- [Requirement 1]
Copy the passage of the Silicon Valley article below from "NewYorker | The" up to and including "Menlo Park, California.".

NewYorker | The most significant Trump-adjacent scandal of the week, the one involving Cambridge Analytica,
a data-mining organization financed by the conservative Mercer family,
has indeed forced a moral reckoning. But it is not a reckoning in
Washington; it is centered, instead, in Menlo Park, California.
From
the early days of Silicon Valley’s Internet-era revolution, as
engineers, designers, and financiers began to recognize the potential of
their inventions, sanctimony was a distinct feature of the
revolutionists. The young innovators of Silicon Valley were not like the
largely amoral barons of industry and finance. They were visionaries of
virtue. Google adopted the slogan “Don’t Be Evil” (which morphed into
“Do the Right Thing”). These young innovators were creating a seamlessly
“connected” world; they were empowering the dispossessed with their
tools and platforms. If you expressed any doubts about the inherent
goodness of technology, you didn’t “get it.” And to fail to get it was
to be gloomy, a Luddite, and three-quarters dead.
The era of
sanctimony has, in the past few years, given way to a dawning
skepticism. Even as Alphabet, Amazon, Apple, and Facebook continue to
reap immense riches, they have faced questions that could not be
answered with flippant declarations of rectitude: Is Google the Standard
Oil of search engines, a monopoly best broken up? Does Apple, which has
a valuation nearly three times greater than ExxonMobil’s, exploit
factory workers in China? Why is Facebook—“the biggest
surveillance-based enterprise in the history of mankind,” in the memorable phrase
of the critic and novelist John Lanchester—allowed to exploit the work
of “content creators” while doing so little to reward them financially?

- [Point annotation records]
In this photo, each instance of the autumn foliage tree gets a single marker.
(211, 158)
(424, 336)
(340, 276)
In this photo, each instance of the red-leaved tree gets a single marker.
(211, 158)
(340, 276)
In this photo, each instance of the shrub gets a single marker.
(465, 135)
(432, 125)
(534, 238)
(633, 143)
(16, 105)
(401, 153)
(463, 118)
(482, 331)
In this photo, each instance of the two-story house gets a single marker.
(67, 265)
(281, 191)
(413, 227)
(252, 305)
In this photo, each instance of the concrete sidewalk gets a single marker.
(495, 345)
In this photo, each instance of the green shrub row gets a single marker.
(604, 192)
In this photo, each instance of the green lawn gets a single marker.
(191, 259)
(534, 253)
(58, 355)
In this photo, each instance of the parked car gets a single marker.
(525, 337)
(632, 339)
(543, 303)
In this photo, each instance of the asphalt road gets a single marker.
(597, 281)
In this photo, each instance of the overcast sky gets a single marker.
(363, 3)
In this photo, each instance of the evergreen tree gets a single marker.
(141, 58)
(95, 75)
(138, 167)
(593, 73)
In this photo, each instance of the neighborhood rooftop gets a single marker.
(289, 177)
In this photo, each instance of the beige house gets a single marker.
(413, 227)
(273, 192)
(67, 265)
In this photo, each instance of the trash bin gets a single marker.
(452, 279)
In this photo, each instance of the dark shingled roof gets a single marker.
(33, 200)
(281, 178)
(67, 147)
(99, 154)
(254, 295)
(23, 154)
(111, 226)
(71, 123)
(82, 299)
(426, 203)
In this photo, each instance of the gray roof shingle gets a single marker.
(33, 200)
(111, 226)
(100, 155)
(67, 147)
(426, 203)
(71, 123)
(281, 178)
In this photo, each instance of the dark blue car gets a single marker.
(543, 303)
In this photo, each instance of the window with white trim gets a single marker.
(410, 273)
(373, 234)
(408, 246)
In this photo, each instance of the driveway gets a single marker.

- [Requirement 2]
Repeat the lines of the entries above, starting with the line containing "In this photo, each instance of the trash" and continuing through the end of the entries.

- [Correct result 1]
NewYorker | The most significant Trump-adjacent scandal of the week, the one involving Cambridge Analytica,
a data-mining organization financed by the conservative Mercer family,
has indeed forced a moral reckoning. But it is not a reckoning in
Washington; it is centered, instead, in Menlo Park, California.

- [Correct result 2]
In this photo, each instance of the trash bin gets a single marker.
(452, 279)
In this photo, each instance of the dark shingled roof gets a single marker.
(33, 200)
(281, 178)
(67, 147)
(99, 154)
(254, 295)
(23, 154)
(111, 226)
(71, 123)
(82, 299)
(426, 203)
In this photo, each instance of the gray roof shingle gets a single marker.
(33, 200)
(111, 226)
(100, 155)
(67, 147)
(426, 203)
(71, 123)
(281, 178)
In this photo, each instance of the dark blue car gets a single marker.
(543, 303)
In this photo, each instance of the window with white trim gets a single marker.
(410, 273)
(373, 234)
(408, 246)
In this photo, each instance of the driveway gets a single marker.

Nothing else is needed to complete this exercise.